══ TEXTAUSZUG

Betzingen  "Ich bin ein Betzinger. Das ist nicht weiter schlimm, vielen anderen gehts auch nicht besser." Diese Ouvertüre zeigt schon, wo es lang geht mit der Geschichte des "Eulenspiegels von der Echaz". So nennt nämlich Hellmut G. Haasis den Heisel Rein, der eigentlich Reinhold Häußler hieß.
 
In Betzingen habe ihn ab den 30er Jahren des vergangenen Jahrhunderts fast bis heute ein jeder gekannt, behauptet Haasis am Freitagabend in einer gut gefüllten Zehntscheuer. "Die Geschichten sind aber drauf und dran, verloren zu gehen."
 
Über einige Umwege sei Heisels literarischer Nachlass vor der Haustür von Haasis gelandet, mit der kurzen, anonymen (hier ins Hochdeutsche übersetzten) Notiz an den Empfänger: "Wenn du schon nichts Vernünftiges arbeitest, dann kannst du wenigstens die Geschichten vom Heisel Rein rausbringen."

════

Schreibe den Textauszug über den Betzinger Heisel Rein nach seinem letzten Satz weiter.

══ INHALT DES DATENSATZES

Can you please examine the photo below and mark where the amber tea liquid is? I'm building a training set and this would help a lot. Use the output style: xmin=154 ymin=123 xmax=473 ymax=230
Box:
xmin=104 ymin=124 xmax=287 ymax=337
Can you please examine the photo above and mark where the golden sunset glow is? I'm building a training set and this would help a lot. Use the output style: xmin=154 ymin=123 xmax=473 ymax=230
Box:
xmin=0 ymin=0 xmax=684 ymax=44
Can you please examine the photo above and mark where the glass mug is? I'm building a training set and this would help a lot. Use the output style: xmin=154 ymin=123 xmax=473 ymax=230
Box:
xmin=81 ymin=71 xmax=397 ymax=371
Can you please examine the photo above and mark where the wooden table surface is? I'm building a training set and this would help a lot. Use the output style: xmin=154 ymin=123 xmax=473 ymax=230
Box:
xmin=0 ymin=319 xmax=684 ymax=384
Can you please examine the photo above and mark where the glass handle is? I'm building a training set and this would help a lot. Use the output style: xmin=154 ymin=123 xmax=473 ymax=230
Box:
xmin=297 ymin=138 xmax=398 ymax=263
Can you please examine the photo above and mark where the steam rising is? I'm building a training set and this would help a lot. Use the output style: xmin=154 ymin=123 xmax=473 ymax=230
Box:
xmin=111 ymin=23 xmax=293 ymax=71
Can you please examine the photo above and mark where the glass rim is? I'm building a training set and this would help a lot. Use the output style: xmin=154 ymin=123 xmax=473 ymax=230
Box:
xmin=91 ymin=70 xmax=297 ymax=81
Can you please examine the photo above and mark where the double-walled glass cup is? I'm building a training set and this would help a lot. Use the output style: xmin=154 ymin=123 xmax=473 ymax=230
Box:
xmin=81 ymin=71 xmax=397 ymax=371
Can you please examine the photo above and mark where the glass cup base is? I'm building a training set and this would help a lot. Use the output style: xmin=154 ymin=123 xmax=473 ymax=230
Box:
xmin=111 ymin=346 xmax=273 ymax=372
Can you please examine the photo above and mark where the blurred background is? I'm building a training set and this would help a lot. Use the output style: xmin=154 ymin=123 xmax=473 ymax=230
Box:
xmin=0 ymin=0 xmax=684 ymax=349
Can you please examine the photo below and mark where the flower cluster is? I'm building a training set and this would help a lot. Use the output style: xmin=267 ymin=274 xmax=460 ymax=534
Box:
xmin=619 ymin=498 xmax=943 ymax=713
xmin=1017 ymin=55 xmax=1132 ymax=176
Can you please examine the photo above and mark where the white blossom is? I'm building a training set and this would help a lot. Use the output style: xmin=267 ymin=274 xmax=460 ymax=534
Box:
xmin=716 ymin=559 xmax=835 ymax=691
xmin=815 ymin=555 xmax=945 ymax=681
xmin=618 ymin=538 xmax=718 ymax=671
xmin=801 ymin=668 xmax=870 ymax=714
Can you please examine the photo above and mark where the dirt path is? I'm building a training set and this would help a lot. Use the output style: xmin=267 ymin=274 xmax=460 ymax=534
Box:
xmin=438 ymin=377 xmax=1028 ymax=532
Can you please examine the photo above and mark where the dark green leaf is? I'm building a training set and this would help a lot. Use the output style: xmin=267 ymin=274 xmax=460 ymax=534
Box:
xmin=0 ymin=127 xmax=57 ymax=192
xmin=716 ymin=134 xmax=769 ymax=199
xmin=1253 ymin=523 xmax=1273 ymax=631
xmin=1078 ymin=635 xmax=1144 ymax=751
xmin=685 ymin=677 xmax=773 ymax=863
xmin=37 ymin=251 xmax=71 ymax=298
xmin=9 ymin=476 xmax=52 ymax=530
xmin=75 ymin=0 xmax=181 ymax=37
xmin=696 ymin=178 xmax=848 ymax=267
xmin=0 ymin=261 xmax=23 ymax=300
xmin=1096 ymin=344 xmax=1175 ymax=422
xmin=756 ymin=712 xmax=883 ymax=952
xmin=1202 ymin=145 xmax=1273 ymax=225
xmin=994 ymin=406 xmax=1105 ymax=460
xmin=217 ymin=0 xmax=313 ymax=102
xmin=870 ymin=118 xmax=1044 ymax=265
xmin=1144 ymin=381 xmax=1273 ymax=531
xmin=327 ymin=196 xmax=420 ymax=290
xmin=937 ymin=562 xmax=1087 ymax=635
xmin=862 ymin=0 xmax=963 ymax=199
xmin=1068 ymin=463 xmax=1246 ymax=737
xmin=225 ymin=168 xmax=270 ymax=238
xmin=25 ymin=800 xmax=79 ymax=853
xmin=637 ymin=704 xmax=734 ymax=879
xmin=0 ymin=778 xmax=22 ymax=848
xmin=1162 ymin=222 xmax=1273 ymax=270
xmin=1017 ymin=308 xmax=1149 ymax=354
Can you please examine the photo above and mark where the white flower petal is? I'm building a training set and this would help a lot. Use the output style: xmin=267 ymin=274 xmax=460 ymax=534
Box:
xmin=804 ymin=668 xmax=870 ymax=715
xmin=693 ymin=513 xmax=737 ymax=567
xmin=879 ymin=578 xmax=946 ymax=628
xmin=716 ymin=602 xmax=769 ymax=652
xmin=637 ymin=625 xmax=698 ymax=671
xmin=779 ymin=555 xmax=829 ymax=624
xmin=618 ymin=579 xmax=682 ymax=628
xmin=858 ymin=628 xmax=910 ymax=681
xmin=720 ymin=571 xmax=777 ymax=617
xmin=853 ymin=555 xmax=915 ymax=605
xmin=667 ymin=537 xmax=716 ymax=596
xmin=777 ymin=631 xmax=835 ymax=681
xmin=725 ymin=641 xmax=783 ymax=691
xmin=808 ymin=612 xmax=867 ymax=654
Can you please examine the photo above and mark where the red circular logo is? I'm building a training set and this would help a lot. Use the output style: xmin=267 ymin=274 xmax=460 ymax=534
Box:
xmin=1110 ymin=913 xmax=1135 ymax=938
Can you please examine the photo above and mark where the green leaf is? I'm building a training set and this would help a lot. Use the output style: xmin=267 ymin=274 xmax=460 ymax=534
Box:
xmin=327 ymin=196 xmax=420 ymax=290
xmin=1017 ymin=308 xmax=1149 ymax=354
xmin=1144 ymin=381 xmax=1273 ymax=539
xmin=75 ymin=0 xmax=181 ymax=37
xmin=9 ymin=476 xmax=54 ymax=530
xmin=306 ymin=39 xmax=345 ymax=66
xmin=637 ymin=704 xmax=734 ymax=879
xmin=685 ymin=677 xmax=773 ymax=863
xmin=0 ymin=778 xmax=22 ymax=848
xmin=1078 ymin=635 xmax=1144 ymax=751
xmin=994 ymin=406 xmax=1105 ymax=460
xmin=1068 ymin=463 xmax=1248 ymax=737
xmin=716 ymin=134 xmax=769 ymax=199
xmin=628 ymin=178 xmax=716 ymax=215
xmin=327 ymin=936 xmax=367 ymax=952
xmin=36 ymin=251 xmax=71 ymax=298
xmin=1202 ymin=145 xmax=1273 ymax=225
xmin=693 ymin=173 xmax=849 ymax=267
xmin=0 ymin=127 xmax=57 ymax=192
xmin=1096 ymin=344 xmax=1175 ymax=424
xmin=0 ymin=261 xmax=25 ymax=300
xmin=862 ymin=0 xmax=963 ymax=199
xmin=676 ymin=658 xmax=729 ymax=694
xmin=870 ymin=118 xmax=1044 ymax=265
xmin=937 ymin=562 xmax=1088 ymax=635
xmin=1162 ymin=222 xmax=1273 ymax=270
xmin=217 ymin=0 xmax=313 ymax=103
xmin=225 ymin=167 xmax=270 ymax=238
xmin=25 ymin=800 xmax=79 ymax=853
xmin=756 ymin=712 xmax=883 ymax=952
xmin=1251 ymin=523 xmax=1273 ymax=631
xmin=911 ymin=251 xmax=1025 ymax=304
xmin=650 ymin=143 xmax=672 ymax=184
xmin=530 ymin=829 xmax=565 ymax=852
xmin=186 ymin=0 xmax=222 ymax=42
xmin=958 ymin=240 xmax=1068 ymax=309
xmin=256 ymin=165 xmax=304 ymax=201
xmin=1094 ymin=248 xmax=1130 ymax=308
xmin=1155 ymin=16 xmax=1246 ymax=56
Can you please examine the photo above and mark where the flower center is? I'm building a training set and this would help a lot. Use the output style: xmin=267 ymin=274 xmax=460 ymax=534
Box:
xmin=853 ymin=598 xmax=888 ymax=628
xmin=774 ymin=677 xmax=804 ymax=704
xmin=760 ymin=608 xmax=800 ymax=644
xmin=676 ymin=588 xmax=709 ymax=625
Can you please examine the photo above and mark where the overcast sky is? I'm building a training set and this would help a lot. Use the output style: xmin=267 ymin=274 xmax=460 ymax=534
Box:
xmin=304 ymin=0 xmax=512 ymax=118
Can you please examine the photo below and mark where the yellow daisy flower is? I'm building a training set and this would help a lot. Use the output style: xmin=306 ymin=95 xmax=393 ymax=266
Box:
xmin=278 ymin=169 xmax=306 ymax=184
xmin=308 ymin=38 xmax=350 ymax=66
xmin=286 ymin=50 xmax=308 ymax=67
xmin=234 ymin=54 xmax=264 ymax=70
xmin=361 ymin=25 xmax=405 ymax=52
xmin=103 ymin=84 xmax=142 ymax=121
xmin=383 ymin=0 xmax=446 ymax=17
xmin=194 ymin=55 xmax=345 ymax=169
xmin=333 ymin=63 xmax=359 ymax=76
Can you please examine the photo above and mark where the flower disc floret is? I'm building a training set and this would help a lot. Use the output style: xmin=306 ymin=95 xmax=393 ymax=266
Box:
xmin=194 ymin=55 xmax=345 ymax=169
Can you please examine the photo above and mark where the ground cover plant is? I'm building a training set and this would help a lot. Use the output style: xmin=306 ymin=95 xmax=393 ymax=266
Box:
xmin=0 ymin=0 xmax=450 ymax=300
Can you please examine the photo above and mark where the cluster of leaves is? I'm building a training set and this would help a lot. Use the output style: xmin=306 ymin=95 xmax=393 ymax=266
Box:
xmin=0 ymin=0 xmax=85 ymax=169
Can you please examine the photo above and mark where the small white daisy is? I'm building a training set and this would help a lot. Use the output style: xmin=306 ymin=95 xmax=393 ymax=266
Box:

════

### [ERWARTETE ANTWORT]
Als der Schriftsteller die Aufzeichnungen des Betzinger "Eulenspiegels" las, habe er sich köstlich amüsiert - und beschlossen, diese Zeilen in einem Buch zusammenzufassen. Was Haasis aber offensichtlich nicht gefiel: Die politische Färbung all der Streiche, die Heisel Rein der Obrigkeit spielte, sei in den mündlichen Überlieferungen mit der Zeit verloren gegangen. Hellmut Haasis habe deshalb in dem vorliegenden Buch eine gewisse "Renovierung - wie bei einer alten Wandmalerei in einer Kirche" - vorgenommen.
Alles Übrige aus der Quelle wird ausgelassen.